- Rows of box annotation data
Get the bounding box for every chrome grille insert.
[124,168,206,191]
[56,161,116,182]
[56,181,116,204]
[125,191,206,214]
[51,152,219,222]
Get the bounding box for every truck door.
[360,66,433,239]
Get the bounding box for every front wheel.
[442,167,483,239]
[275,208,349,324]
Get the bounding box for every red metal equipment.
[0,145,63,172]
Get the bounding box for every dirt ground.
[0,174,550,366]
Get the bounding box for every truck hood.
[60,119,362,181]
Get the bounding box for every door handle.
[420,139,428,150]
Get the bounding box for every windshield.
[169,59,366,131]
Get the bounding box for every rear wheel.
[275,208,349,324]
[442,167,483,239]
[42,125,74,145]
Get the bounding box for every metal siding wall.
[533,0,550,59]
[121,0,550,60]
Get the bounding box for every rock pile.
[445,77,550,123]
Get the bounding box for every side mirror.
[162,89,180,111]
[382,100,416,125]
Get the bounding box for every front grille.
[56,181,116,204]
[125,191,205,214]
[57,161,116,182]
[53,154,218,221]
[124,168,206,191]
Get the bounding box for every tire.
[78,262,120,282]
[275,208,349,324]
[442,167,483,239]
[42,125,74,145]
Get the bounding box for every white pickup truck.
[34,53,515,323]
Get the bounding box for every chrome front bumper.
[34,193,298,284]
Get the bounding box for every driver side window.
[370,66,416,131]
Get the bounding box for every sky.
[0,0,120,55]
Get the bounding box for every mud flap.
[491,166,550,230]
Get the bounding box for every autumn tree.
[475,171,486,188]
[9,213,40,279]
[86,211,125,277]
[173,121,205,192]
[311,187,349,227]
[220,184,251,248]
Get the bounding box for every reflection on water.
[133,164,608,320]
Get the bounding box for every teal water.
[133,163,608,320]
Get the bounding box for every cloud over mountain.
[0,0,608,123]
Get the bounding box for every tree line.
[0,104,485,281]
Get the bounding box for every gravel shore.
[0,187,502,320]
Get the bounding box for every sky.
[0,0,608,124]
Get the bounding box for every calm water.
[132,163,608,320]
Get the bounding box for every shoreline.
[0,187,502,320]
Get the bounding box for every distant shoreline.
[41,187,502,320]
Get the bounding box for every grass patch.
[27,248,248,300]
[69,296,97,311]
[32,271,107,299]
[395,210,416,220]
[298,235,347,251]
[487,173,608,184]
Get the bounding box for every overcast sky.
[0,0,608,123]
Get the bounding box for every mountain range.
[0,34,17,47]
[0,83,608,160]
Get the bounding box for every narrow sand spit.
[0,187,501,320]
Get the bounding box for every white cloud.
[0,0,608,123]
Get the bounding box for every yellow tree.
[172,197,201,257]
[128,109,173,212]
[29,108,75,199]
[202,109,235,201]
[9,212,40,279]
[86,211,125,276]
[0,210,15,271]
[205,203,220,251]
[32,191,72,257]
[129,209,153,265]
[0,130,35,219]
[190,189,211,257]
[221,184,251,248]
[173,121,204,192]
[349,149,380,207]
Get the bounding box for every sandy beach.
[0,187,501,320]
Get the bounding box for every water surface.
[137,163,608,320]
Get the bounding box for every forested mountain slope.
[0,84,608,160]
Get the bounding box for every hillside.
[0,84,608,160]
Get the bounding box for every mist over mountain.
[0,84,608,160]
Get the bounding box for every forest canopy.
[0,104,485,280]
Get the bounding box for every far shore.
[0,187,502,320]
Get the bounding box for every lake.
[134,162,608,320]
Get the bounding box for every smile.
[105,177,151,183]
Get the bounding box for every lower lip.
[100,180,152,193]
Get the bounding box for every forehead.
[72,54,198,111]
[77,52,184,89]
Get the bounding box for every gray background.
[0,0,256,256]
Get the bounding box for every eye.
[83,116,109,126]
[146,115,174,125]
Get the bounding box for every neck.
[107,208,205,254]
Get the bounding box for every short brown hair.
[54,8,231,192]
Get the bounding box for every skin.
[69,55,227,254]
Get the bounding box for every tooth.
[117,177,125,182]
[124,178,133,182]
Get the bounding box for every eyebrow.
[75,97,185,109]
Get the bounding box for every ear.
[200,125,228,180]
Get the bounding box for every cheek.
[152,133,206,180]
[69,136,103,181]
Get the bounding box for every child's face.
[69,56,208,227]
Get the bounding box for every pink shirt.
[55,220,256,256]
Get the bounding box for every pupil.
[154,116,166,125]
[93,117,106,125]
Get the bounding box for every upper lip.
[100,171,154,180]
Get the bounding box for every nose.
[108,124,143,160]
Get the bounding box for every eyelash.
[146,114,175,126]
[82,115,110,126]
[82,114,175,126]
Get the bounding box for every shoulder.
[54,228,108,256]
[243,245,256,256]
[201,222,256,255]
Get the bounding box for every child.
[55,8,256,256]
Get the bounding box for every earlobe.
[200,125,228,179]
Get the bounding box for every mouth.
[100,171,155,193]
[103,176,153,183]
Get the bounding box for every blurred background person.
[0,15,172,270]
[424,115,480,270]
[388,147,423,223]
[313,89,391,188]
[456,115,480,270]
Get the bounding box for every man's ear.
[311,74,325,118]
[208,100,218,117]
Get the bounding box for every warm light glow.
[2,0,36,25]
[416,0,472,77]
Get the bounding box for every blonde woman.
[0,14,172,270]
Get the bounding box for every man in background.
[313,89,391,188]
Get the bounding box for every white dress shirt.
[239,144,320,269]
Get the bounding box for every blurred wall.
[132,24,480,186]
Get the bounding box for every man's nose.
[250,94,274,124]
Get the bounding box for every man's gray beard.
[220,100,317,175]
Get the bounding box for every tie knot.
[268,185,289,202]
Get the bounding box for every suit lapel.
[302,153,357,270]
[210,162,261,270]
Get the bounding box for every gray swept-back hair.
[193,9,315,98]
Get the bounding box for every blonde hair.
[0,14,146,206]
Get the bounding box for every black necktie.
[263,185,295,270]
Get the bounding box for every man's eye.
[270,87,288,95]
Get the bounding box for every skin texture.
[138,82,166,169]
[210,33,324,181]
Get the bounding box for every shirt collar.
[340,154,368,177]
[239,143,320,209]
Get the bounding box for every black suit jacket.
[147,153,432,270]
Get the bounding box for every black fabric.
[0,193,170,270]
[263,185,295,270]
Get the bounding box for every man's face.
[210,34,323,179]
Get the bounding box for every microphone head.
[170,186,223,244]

- What you are asked to do
Count the lines above that contain the string "background", treating uppercase and lowercase as different. Give only the number.

- Solution below
3